══ Input for this task

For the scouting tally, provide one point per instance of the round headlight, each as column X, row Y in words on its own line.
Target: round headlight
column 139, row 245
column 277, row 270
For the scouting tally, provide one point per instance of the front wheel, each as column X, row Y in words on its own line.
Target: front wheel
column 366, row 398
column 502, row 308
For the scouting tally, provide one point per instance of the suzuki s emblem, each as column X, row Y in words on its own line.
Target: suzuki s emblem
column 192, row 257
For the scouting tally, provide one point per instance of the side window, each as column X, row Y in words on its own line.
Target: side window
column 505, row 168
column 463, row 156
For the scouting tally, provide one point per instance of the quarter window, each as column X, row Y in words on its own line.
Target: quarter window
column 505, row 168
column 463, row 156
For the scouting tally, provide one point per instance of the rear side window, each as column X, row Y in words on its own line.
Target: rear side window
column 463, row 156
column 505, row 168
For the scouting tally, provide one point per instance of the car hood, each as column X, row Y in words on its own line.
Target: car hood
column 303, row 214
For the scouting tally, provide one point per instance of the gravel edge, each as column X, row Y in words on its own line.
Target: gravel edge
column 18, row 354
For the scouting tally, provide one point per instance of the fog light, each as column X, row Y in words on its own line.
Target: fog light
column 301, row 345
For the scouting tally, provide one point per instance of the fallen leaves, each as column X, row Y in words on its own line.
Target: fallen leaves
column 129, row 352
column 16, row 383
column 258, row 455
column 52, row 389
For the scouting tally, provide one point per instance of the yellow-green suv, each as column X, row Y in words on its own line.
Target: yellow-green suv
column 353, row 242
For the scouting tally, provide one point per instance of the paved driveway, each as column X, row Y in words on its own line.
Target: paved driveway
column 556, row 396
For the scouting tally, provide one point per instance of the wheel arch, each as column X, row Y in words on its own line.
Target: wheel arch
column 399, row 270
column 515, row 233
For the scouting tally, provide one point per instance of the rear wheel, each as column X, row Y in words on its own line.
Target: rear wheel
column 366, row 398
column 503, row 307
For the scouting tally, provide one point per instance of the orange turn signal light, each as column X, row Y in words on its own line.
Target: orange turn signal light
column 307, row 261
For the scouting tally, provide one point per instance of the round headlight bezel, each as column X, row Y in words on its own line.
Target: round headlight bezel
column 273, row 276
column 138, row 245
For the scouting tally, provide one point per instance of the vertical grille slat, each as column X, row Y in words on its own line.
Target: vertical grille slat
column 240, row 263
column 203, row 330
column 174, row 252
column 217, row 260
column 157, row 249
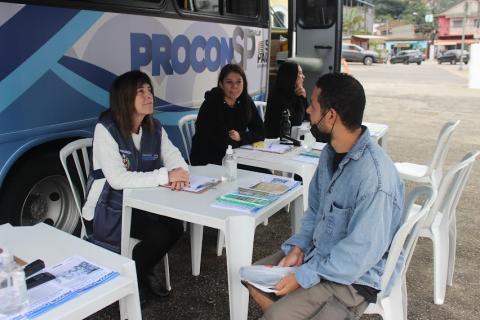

════

- **Problem to solve**
Exactly retype each record above, dropping images.

- **Response**
For the scouting tally, provide one point per instance of the round headlight, each as column X, row Y in words on its own line.
Target: round headlight
column 139, row 245
column 277, row 270
For the scouting tally, provide one point per instance of the front wheel, each as column X, row Y in words on its own line.
Target: front wheel
column 366, row 398
column 502, row 308
For the scouting tally, provide one point per instance of the suzuki s emblem, each as column X, row Y in words on its own line.
Target: suzuki s emblem
column 192, row 257
For the scouting tally, provide one point per instance of the side window, each as column X, row Y in words on its own line.
Target: side window
column 505, row 168
column 463, row 156
For the scouting tally, provide one point per instance of the quarter window, each as column X, row Y in words on its own line.
Target: quarter window
column 505, row 168
column 463, row 156
For the scouting tally, provide one point per instance of the rear side window, each as column X, row Y in words on its own line.
Target: rear side window
column 463, row 156
column 505, row 168
For the scouting tally, provide one point per instance of the car hood, each as column X, row Y in words on its own line.
Target: car hood
column 303, row 214
For the scouting tally, provide one point per instance of the gravel edge, each as column X, row Y in words on its own line.
Target: gravel edge
column 18, row 354
For the scouting tally, provide one point per instance of the fog light, each as column X, row Y in words on its own line.
Target: fog light
column 301, row 345
For the scouting tally, provide one point per instance of the fallen leaves, each as column X, row Y in words on its own line.
Target: fallen leaves
column 129, row 352
column 16, row 383
column 258, row 455
column 52, row 389
For the scouting tally, provide one point per instance of the yellow-green suv, each as column X, row Y in words on its own line.
Target: yellow-green suv
column 353, row 242
For the scouting tally, provide one point per instance of the paved driveway, each as column X, row Y in words on its own line.
Target: paved driveway
column 556, row 396
For the scouting tally, provide one point per instance of the wheel arch, each as column X, row Y in words on its own line.
Target: wheel arch
column 399, row 270
column 515, row 233
For the scouting tally, provide one point per instance of the rear wheel, each as column X, row Y in words on its own line.
Target: rear wheel
column 366, row 398
column 503, row 307
For the scouting tally, provide one point per instance of the orange turn signal light, each as column X, row Y in words on its own line.
Target: orange turn signal light
column 307, row 261
For the scouting tally, provide one point per instance of the round headlight bezel, each as column X, row Y in words on its own line.
Target: round headlight bezel
column 273, row 276
column 138, row 245
For the scouting tally, provide one point per instance of the vertical grille slat, each as column X, row Y in words on its own line.
Target: vertical grille slat
column 240, row 263
column 203, row 330
column 174, row 252
column 217, row 260
column 157, row 249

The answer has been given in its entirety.